— START OF AVAILABLE DATA —
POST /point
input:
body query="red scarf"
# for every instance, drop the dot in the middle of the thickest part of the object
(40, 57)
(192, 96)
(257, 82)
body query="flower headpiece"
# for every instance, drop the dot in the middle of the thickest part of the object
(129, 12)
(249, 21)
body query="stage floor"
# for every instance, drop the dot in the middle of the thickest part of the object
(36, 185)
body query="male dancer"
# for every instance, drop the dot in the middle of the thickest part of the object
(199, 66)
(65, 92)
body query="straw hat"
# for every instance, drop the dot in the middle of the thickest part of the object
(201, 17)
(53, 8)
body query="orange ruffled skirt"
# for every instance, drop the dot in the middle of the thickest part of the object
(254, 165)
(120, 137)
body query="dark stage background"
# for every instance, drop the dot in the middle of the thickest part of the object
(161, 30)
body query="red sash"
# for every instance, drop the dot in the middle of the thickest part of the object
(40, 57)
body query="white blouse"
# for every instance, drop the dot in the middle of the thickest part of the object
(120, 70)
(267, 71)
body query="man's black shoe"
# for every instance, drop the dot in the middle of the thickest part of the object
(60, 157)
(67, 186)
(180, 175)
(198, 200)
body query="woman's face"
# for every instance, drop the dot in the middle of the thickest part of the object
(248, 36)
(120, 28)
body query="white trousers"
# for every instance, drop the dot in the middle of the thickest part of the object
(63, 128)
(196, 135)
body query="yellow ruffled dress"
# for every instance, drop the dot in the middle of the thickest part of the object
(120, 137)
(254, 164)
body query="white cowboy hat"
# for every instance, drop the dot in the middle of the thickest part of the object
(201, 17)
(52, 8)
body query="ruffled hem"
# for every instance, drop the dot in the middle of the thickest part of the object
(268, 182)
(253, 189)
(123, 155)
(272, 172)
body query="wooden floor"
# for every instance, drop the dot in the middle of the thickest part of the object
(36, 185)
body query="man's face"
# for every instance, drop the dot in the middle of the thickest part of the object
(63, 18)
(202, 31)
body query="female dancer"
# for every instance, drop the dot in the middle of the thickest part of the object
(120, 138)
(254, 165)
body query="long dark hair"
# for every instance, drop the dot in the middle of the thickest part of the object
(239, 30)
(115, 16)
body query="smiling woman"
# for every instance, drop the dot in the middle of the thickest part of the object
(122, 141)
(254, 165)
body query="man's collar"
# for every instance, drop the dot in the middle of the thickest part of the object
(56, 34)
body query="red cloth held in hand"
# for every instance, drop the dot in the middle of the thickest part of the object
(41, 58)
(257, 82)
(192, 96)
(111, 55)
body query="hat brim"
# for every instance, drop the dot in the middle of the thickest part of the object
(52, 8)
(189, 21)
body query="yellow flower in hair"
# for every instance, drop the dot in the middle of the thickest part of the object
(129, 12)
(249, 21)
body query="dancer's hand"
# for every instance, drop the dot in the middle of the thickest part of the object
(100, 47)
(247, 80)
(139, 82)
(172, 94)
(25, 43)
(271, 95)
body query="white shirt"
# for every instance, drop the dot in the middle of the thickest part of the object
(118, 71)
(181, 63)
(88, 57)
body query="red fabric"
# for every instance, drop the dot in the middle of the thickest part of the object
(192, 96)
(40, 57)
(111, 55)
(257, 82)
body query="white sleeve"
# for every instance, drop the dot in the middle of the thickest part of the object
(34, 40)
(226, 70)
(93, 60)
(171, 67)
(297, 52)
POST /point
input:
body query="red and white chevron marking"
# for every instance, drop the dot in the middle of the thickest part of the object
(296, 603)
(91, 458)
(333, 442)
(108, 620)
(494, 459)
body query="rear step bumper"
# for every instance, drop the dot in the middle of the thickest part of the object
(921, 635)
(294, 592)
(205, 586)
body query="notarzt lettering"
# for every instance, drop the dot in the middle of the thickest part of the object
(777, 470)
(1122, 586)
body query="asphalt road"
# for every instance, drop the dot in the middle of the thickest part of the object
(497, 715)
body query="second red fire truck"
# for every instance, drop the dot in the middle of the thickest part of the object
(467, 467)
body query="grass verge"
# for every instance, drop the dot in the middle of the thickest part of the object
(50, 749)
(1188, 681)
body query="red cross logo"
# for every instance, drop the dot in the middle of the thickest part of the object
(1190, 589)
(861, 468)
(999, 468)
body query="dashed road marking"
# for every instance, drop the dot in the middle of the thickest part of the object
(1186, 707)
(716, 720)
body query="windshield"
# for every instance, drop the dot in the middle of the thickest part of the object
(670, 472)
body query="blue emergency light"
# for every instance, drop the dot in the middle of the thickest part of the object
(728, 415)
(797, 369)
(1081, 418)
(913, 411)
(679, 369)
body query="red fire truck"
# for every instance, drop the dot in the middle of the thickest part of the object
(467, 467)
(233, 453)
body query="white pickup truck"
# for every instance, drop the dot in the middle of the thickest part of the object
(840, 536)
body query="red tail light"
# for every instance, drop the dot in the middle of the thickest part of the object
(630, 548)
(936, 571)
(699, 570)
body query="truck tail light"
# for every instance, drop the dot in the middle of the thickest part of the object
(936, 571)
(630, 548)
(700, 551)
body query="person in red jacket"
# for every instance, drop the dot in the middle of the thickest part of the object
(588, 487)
— END OF AVAILABLE DATA —
Return the entries above exactly as they appear.

POST /point
input:
body query="red scarf"
# for every instance, drop the dot in the middle of the thickest part of the object
(40, 57)
(192, 96)
(257, 82)
body query="flower headpiece"
# for every instance, drop the dot in the middle of the thickest part of the object
(129, 12)
(249, 21)
body query="stage floor"
# for every instance, drop the dot in the middle of the thickest part of the object
(36, 185)
body query="male dancer"
# for every instance, drop the dot in the middle of the thickest part of the object
(199, 66)
(65, 92)
body query="straw hat"
# for every instance, drop the dot in the middle of the thickest part of the object
(201, 17)
(53, 8)
body query="orange ruffled skirt"
# for every instance, drop the dot in the middle of the thickest part of the object
(254, 165)
(120, 137)
body query="dark stage background"
# for every instance, drop the dot in the middle of the thickest part of the object
(161, 30)
body query="red sash"
# for every instance, drop the dot in the middle of the thickest part of the object
(40, 57)
body query="white blouse"
# for every instance, drop the dot in the middle of the thickest part of the object
(120, 70)
(267, 71)
body query="man's black shoe"
# for every instance, drop the dot in the middle of the thickest part of the object
(60, 157)
(67, 186)
(180, 175)
(198, 200)
body query="woman's face"
# for every instance, drop the dot in the middle of the thickest part of the object
(248, 36)
(120, 28)
body query="white trousers"
# for every instance, drop the dot in the middle of the thickest part of the object
(63, 128)
(196, 135)
body query="yellow ruffled dress"
# for every instance, drop the dot in the middle of the thickest part of the object
(120, 137)
(254, 164)
body query="white cowboy hat"
# for every instance, drop the dot in the middle of the thickest part of the object
(201, 17)
(52, 8)
body query="ruffled hem"
# for every instance, drop the dot in the middle of the thickest part of the object
(268, 182)
(253, 189)
(123, 155)
(272, 172)
body query="wooden floor"
# for every instance, drop the dot in the middle of the thickest part of the object
(36, 185)
body query="man's face"
# for every instance, drop the dot in the middle of the thickest part of the object
(63, 18)
(202, 31)
body query="female dancer"
# for every instance, drop the dot in the middle of the thickest part of the object
(120, 138)
(254, 165)
body query="long dark hair"
# for every instance, drop the dot in the middle of the thickest part of the object
(239, 30)
(115, 16)
body query="smiling woman"
# for every instance, drop the dot in the middle of the thickest part of the object
(122, 141)
(254, 165)
body query="man's collar"
# for every instance, drop the dot in the middle of the thickest part of the object
(56, 34)
body query="red cloth held in hand"
# for every instance, drop the dot in the middle of the thickest part of the object
(41, 58)
(257, 82)
(192, 96)
(111, 55)
body query="hat brim"
# for every instance, drop the dot in the middle of the thickest part of the object
(52, 8)
(189, 21)
body query="yellow flower in hair"
# for every instance, drop the dot in the middle of the thickest part of the object
(129, 12)
(249, 21)
body query="dancer's hand"
# for every instance, drop the dot in the middle of the thickest part of the object
(100, 47)
(247, 80)
(139, 82)
(172, 94)
(25, 43)
(271, 95)
body query="white shirt"
# for every instance, drop the dot in the middle of the thickest part of the object
(118, 71)
(181, 63)
(88, 57)
body query="red fabric"
# for every instance, drop the dot in the middle of the thickest part of the object
(192, 96)
(40, 57)
(111, 55)
(257, 82)
body query="white sleeve"
# for every instance, drop the dot in the middle of the thickest part of the object
(34, 40)
(226, 70)
(93, 60)
(171, 67)
(297, 52)
POST /point
input:
body query="red and white chevron marking"
# for every instance, drop the dot in the middle of the thickest part of the object
(296, 603)
(91, 458)
(333, 442)
(108, 620)
(494, 459)
body query="rear step bumper"
# for every instance, drop the dot in the middle of the thickest part of the object
(921, 635)
(294, 592)
(205, 586)
body query="notarzt lettering"
# for every instance, drop the dot in the middle of the thickest part of the object
(777, 470)
(1122, 586)
body query="asphalt road"
# for every instance, drop the dot in the middle of the thickest part of the object
(497, 715)
body query="second red fire truck"
# for every instance, drop the dot in the middle of the thickest part of the object
(467, 467)
body query="grass verge"
# for every instance, drop the dot in the middle of the thickest part of the object
(50, 749)
(1188, 681)
body query="red cross logo"
# for every instance, drop the dot in the middle of the thickest part of the object
(1190, 589)
(861, 468)
(999, 468)
body query="dashed road marking"
# for every instance, drop the dot in the middle of the thickest part of the object
(1186, 707)
(716, 720)
body query="windshield"
# for every instance, drop the dot in the middle of the thickest part of the object
(670, 472)
body query="blue emergency light"
# for every instance, drop the dot in the middle of the thickest part of the object
(728, 415)
(797, 369)
(1081, 418)
(913, 411)
(679, 369)
body query="red fire truck"
# for every instance, drop the dot in the middle of the thickest part of the object
(467, 467)
(233, 453)
body query="white pickup truck"
# for every instance, drop the dot in the middle of the thickest part of the object
(840, 536)
body query="red tail light"
# for every instance, drop the dot in the middle of the thickest part of the object
(630, 548)
(936, 571)
(699, 570)
body query="truck tail light"
# for every instance, drop the dot in the middle of the thickest part of the object
(936, 571)
(630, 548)
(700, 551)
body query="person in red jacket"
# for every instance, drop the dot in the middle of the thickest part of the object
(588, 487)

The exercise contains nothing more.